Stored data entries
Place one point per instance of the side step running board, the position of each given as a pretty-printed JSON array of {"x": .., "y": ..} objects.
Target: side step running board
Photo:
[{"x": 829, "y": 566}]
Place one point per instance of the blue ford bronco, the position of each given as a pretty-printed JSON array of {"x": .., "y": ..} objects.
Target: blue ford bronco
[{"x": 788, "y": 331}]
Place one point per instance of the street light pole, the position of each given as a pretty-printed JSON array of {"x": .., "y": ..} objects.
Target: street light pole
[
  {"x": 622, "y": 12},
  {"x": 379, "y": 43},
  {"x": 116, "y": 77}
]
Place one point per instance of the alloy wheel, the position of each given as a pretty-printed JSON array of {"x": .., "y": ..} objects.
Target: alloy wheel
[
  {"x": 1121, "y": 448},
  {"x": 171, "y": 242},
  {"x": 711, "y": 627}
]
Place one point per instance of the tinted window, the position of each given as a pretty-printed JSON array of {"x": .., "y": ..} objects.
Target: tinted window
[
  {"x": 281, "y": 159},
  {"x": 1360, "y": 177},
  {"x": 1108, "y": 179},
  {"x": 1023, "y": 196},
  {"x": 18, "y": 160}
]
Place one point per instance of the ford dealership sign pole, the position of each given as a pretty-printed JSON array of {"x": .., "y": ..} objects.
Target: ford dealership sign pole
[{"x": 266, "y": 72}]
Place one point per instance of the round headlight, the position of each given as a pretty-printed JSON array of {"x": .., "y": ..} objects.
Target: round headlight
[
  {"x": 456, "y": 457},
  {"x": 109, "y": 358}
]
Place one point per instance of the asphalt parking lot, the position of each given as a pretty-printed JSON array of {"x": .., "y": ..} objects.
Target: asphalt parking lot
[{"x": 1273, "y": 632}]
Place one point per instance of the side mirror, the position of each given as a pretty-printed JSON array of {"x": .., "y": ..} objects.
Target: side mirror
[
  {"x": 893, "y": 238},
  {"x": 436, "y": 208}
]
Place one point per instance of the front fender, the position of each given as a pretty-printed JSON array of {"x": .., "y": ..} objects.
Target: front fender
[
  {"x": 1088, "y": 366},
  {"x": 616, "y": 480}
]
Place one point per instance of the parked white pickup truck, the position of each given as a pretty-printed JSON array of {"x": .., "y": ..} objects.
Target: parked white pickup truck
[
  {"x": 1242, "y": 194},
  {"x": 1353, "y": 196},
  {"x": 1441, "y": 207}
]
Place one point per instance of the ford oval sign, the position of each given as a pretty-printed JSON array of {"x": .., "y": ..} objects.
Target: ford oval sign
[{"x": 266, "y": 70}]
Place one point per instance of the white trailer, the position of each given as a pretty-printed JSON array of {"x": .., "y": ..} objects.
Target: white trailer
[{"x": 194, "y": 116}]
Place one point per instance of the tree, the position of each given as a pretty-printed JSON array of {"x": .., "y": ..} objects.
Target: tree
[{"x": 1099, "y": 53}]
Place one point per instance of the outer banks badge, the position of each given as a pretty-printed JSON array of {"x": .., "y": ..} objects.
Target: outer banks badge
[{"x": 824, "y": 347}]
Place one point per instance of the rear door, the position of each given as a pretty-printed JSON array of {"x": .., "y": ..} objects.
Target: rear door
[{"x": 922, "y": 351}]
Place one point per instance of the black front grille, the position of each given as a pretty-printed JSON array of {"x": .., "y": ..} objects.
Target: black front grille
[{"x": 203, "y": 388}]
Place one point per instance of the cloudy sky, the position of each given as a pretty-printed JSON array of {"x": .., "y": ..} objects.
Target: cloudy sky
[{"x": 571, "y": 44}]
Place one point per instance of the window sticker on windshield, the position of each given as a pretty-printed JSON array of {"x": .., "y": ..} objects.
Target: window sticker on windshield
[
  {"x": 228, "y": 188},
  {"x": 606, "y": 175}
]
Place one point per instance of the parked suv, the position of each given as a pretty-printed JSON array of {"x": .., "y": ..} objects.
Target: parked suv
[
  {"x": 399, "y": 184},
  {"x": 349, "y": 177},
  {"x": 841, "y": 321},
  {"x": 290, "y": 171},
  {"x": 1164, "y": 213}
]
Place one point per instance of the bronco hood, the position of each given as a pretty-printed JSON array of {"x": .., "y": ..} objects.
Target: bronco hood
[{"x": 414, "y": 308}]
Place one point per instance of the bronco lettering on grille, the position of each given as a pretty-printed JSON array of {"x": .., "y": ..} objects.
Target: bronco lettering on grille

▶ **WORK ITEM**
The complete data above is to be written out again as it stands.

▶ **RESPONSE TO THE EXERCISE**
Place one point per instance of the side step running board, the position of each given as a pretty-printed JSON array of {"x": .., "y": ..} objects.
Target: side step running board
Photo:
[{"x": 829, "y": 566}]
Place one point per instance of the blue ford bronco, the position of each given as a pretty-printed JSON array of {"x": .., "y": ..} objects.
Target: blue ford bronco
[{"x": 788, "y": 331}]
Place one point per instance of the street light pole, the position of each given as a pretty-printed JSON array of {"x": .., "y": ..} objects.
Target: street light pole
[
  {"x": 622, "y": 12},
  {"x": 379, "y": 43},
  {"x": 116, "y": 77}
]
Place one point per instance of the alloy wheel, the position of each given as a pretty-printed JSON array of {"x": .., "y": ..} objects.
Target: alloy wheel
[
  {"x": 1121, "y": 448},
  {"x": 171, "y": 242},
  {"x": 711, "y": 627}
]
Place one point per instance of the tinted window, the position of each given as a pretty-printed JSON array of {"x": .., "y": ..} objects.
Target: tinted window
[
  {"x": 281, "y": 159},
  {"x": 1360, "y": 177},
  {"x": 1108, "y": 179},
  {"x": 1023, "y": 196},
  {"x": 18, "y": 160}
]
Place one point per instance of the ford dealership sign pole, the position of each given as a pretty-printed JSON array of {"x": .., "y": ..} objects.
Target: ford dealership sign pole
[{"x": 266, "y": 72}]
Place one point per instance of the round headlight, the position of each given as a pretty-printed JSON array of {"x": .., "y": ..} objects.
Target: round headlight
[
  {"x": 456, "y": 457},
  {"x": 109, "y": 358}
]
Place one point per instance of the asphalt parking lot, the position of each given as a pretty-printed JSON array of {"x": .., "y": ..} objects.
Target: asphalt parking lot
[{"x": 1273, "y": 632}]
Place one point per instance of the side mirror, the position of each given as a pretty-printed JSON array of {"x": .., "y": ..} objects.
Target: side mirror
[
  {"x": 893, "y": 238},
  {"x": 436, "y": 208}
]
Place one point per instance of the front fender, the position of each given as a pretty-printed JSON array of {"x": .., "y": ..} objects.
Target: front fender
[
  {"x": 1088, "y": 366},
  {"x": 616, "y": 480}
]
Place one point per instance of the parked white pickup truck, the position of each given as a pretty-printed JSON array of {"x": .., "y": ..} objects.
Target: parked white pickup truck
[
  {"x": 1242, "y": 194},
  {"x": 1353, "y": 196},
  {"x": 1441, "y": 207}
]
Place one point per instance of the ford oval sign, the position of each given as a pretty-printed JSON array of {"x": .., "y": ..} objects.
Target: ford oval sign
[{"x": 266, "y": 70}]
Place one point per instance of the white trailer, the position of each given as a pretty-printed JSON array of {"x": .., "y": ..} objects.
Target: white trailer
[{"x": 194, "y": 116}]
Place one point per instance of the tree, the position of each given as a pretty-printed JSON array of {"x": .., "y": ..} objects.
Target: tree
[{"x": 1099, "y": 53}]
Place one point per instance of the outer banks badge, the position of each given as a pretty-printed JSON array of {"x": .., "y": ..} objects.
Target: outer banks badge
[{"x": 824, "y": 347}]
Place one point per instance of the rear door, the position of each given as a pretty-printed JSON array of {"x": .., "y": ..} objects.
Target: rear door
[{"x": 922, "y": 351}]
Place one point per instance of the black front grille, the position of each given as a pretty-printed JSON array of {"x": .., "y": ..} objects.
Target: black front grille
[{"x": 203, "y": 388}]
Place one point per instance of the cloudy sky, the position of each given as a pretty-printed JSON array of {"x": .., "y": ..} objects.
Target: cloudy sky
[{"x": 571, "y": 44}]
Place one point per instance of the window sticker on windshield, the position of each given as a pretty-printed JSON array of {"x": .., "y": ..} objects.
Target: window sticker on windshield
[
  {"x": 228, "y": 188},
  {"x": 606, "y": 175}
]
Place one point per instance of the parked suv, the position of each given as a pretty-printed JSON array of {"x": .., "y": ..} objects.
Target: parked suv
[
  {"x": 399, "y": 184},
  {"x": 349, "y": 177},
  {"x": 841, "y": 321},
  {"x": 290, "y": 171},
  {"x": 1164, "y": 213}
]
Place one point per instance of the bronco hood, the position of each given as a pretty-printed JSON array of {"x": .., "y": ..} objects.
Target: bronco hood
[{"x": 414, "y": 308}]
Place one point per instance of the bronco lettering on grille, the position of each given as a pretty-printed JSON array of {"x": .., "y": ..} objects.
Target: bronco lettering on grille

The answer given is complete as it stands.